▸ **What the task requires**:
According to the text about the Reading Experience Database, how many delegates attended the 2008 conference "Evidence of Reading: Reading the Evidence"?

▸ **Document text**:
━━━

The Reading Experience Database, 1450-1945 (RED), housed and developed at The Open University (OU) is the world's largest database about reading habits. An online, open-access project with more than 30,000 entries, it has transformed public understanding of the history of reading. RED is democratising scholarship about the history of reading by encouraging members of the public from any location to contribute and use information about readers through history. More than 120 volunteers from outside academia have already contributed some 6,000 entries. RED attracts more than 1500 users each month from more than 135 countries and has inspired and provided expertise for partner projects in Australia, Canada, the Netherlands and New Zealand.

Underpinning research

Derived from accounts of reading from a wide variety of sources, the fully searchable RED has provided the material and tools for constructing a history of reading within Britain and beyond. The wealth of data gathered by our open online contribution method is generating the primary material for answering our research questions: Who was reading? What were they reading? Where were they reading, and in what circumstances? The data gathered on RED is fundamentally transforming the rapidly growing academic field of Book History, with scholars of histories of reading, as well as many researchers in related fields, citing RED as an indispensable primary source [3.1-3.6 and 5].

The ideal of democratising research into the histories of reading has guided every stage in the evolution and expansion of the project. This applies both to the collection of research data and its dissemination: volunteers from the public gather a significant percentage of the evidence of reading experiences for the database, and the database in turn provides the best way of collating and disseminating information about reading experiences to the widest possible audiences.

In the REF period, RED was led by W.R. Owens, professor in English at the OU, up until his retirement in 2011, and then by Shafquat Towheed, lecturer in English at the OU since 2007 to date. RED does however have a long history preceding 2008. The project was initiated at the OU by Simon Eliot and W.R. Owens in 1995 (http://www.open.ac.uk/Arts/RED/redback.htm). The award of an Arts and Humanities Research Board (AHRB) fellowship allowed the creation of:

  • a customised hard copy data collection form
  • the appointment of a research associate (Stephen Colclough) for five years to create a location register and gather a substantial body of primary data
  • the creation of a closed, internally housed database.

The next step was to digitise data, disseminate findings and engage with new and existing research questions in the history of reading in a three-year research project, `The Reading Experience Database, 1800-1945' (AHRC, 2006-2009). The project was led by Owens (PI, OU) with Eliot (Co-I, IES London) and Mary Hammond (Co-I, OU), and two postdoctoral RAs, Crone (OU) and Halsey (IES).

This project constructed and populated an online, open access database, gathered additional data, and hosted a three-day international conference. With many contributions from non-academic volunteers, the data entry target of 25,000 entries over three years was exceeded. An international conference in London organised by the OU members of RED, `Evidence of Reading: Reading the Evidence' (21-23 July 2008), was attended by more than 160 delegates from more than 20 countries, and research outputs included 3.1-3.4.

━━━

▸ **Data segment**:
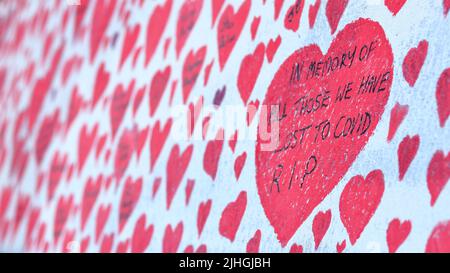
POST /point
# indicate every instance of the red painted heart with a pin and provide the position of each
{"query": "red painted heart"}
(326, 117)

━━━

▸ **Correct answer**:
More than 160 delegates from more than 20 countries.